(Stored data entries)
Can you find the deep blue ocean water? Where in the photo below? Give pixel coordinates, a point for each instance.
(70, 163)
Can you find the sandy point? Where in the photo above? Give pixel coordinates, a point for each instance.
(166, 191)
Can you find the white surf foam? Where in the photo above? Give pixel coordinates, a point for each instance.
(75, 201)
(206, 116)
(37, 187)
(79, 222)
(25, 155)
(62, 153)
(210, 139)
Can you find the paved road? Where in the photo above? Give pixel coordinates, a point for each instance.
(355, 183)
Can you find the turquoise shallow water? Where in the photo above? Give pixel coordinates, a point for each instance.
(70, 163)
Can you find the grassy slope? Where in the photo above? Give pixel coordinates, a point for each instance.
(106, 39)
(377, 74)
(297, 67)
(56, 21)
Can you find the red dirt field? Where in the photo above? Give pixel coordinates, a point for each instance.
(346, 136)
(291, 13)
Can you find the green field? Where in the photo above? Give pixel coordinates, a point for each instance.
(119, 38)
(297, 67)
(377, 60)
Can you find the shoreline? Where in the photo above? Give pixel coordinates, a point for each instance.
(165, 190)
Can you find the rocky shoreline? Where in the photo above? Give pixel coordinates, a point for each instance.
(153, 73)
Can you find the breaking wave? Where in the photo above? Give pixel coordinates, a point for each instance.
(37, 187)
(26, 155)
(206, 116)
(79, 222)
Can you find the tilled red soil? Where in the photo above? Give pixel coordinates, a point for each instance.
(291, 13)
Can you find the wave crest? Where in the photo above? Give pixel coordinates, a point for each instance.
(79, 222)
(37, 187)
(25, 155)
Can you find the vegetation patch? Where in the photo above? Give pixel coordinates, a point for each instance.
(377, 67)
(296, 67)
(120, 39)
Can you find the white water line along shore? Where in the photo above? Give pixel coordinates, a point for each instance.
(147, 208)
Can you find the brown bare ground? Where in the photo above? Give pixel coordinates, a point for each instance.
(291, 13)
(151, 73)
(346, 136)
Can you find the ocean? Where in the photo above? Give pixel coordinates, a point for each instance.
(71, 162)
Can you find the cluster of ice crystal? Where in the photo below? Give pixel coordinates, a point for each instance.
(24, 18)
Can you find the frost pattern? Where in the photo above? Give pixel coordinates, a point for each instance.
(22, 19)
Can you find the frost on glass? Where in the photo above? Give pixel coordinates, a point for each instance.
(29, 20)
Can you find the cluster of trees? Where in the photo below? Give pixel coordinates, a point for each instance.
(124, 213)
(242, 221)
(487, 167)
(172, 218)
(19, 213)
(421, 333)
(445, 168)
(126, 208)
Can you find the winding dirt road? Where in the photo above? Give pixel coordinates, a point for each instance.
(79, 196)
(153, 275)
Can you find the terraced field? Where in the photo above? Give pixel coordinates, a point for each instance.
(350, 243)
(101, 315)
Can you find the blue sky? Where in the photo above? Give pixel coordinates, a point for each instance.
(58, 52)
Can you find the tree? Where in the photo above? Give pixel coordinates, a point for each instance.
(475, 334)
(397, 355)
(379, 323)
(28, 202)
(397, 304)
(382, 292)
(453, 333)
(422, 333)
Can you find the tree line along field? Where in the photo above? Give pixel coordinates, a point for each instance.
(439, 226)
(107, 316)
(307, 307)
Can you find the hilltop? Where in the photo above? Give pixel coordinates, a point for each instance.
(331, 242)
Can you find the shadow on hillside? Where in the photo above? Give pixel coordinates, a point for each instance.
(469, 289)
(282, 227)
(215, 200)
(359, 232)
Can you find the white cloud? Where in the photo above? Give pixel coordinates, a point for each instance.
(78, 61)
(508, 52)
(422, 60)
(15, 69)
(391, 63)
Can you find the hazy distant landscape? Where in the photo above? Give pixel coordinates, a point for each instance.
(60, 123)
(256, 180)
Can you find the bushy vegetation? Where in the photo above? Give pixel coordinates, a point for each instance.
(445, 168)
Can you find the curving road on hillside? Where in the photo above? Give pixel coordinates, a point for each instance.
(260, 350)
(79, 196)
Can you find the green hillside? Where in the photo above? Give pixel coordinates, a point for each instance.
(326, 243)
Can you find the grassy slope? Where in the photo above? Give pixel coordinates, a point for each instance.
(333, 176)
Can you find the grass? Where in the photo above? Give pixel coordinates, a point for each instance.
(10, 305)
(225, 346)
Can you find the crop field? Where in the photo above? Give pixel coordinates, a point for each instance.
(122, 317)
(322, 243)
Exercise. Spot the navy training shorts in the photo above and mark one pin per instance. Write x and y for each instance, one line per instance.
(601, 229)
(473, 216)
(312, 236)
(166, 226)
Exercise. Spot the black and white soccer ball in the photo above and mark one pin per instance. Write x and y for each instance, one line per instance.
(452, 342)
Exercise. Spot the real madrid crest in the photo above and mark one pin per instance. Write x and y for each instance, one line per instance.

▸ **Task brief**
An exact copy of all the entries above is what is needed.

▸ **Response to the task**
Can you find the deep blue ocean water? Where in the photo below? Give pixel coordinates, a point for each instance.
(70, 163)
Can you find the sandy point? Where in the photo above? Give pixel coordinates, a point for each instance.
(166, 191)
Can you find the white surf foam? Where in the photo above? Give pixel coordinates, a point for each instance.
(75, 201)
(206, 116)
(37, 187)
(79, 222)
(25, 155)
(62, 153)
(210, 139)
Can you find the paved road? Where in the photo above? Give pixel coordinates, a point for each instance.
(355, 183)
Can you find the turquoise shallow water? Where in the photo above? Give pixel coordinates, a point for each instance.
(70, 163)
Can you find the grassy slope? Where in the photo above? Give pixel coordinates, a point for each instance.
(106, 39)
(377, 74)
(297, 67)
(56, 21)
Can you find the red dirt field? Where in the photo above? Give pixel coordinates, a point for each instance.
(346, 136)
(291, 13)
Can you find the green field? Where in the photo above? Give pixel coordinates, a point for each instance.
(119, 38)
(297, 67)
(377, 60)
Can you find the shoreline? Where in the photo above? Give pixel coordinates, a point for each instance.
(165, 190)
Can you find the rocky shoreline? Where in the photo above? Give pixel coordinates, a point for each instance.
(153, 73)
Can you find the breaking wave? Where in the photo above? Give pixel coordinates, a point for each instance.
(37, 187)
(26, 155)
(206, 116)
(79, 222)
Can you find the tilled red soil? Where in the photo above? Give pixel coordinates, a point for each instance.
(291, 13)
Can you find the wave crest? Where in the photo above? Give pixel coordinates, a point for each instance.
(79, 222)
(37, 187)
(25, 155)
Can you find the vegetation patch? Where in the photo above? Give pixel coordinates, a point for each instance.
(377, 67)
(296, 67)
(120, 39)
Can you find the white water line along shore? Where in the photo above? Give pixel coordinates, a point for each instance.
(147, 208)
Can you find the brown bare ground? Where in the photo above? Give pixel coordinates, a point for each instance.
(291, 13)
(151, 73)
(346, 136)
Can you find the ocean? Where in the photo above? Give pixel coordinates, a point for each instance.
(71, 162)
Can you find the cluster of ice crystal? Where in the photo below? Give pixel coordinates, a point for each instance.
(24, 18)
Can you find the frost pattern? Where in the photo above? Give pixel coordinates, a point for each instance.
(22, 19)
Can you find the frost on glass? Where in the photo above? Give pixel coordinates, a point for each instance.
(29, 20)
Can you find the cluster of trees? Where in the photo below? Give pixel coordinates, a point for each instance.
(124, 213)
(242, 221)
(487, 167)
(172, 218)
(19, 213)
(421, 333)
(445, 168)
(126, 208)
Can you find the winding dirt road? Where in the photo above? Give pixel coordinates, a point for each instance.
(79, 196)
(153, 275)
Can you find the terraced field? Where in the photo above? Give pixel coordinates, a point for each instance.
(350, 243)
(101, 315)
Can you find the blue sky? Where in the photo above? Give pixel coordinates, a point for each instance.
(58, 52)
Can you find the tree? Where in the photo above? Give pixel coordinates, a point for each instance.
(475, 334)
(397, 355)
(379, 323)
(28, 202)
(397, 304)
(382, 292)
(453, 333)
(422, 333)
Can you find the tree line along field? Where in the photo above? Give pixel coordinates, a point for each instance.
(439, 226)
(107, 316)
(307, 307)
Can you find the hilltop? Where in the photo above? Give pixel coordinates, a point for each instance.
(331, 242)
Can you find the shadow on hillside? Where in the photo above? Give pixel coordinates, a point for each instance.
(469, 289)
(282, 227)
(215, 200)
(359, 232)
Can you find the white cloud? Where in the photo above? Give pixel coordinates, a point for each instance.
(78, 61)
(508, 52)
(422, 60)
(15, 69)
(391, 63)
Can you find the hazy distant landscape? Where in the photo above? Give pixel coordinates, a point for each instance.
(60, 123)
(256, 180)
Can you find the bushy vegetation? Where in the photo above? Give pixel coordinates, a point for each instance.
(445, 168)
Can you find the curving road on hillside? Where in the photo above? Give pixel coordinates, a point for each instance.
(260, 350)
(79, 196)
Can you find the green hillside? Where in the photo above? Give pixel coordinates, a point for each instance.
(326, 243)
Can you find the grassy slope? Where in the photo above? Give pixel coordinates, a point for each instance.
(333, 176)
Can you find the grass? Where in the photo above? Give pixel coordinates, a point for each instance.
(10, 305)
(225, 346)
Can you find the crop field? Where in the photo above? Give pixel coordinates, a point for each instance.
(122, 317)
(322, 243)
Exercise. Spot the navy training shorts in the photo above and mark one pin per instance. Write x and y for each instance, one line per instance.
(601, 229)
(473, 216)
(312, 236)
(166, 226)
Exercise. Spot the black and white soccer ball in the photo above and mark one pin per instance. Write x and y for each instance, one line per instance.
(452, 342)
Exercise. Spot the real madrid crest in the photo above and mark one pin per instance. Write x and y for each instance, one line per instance.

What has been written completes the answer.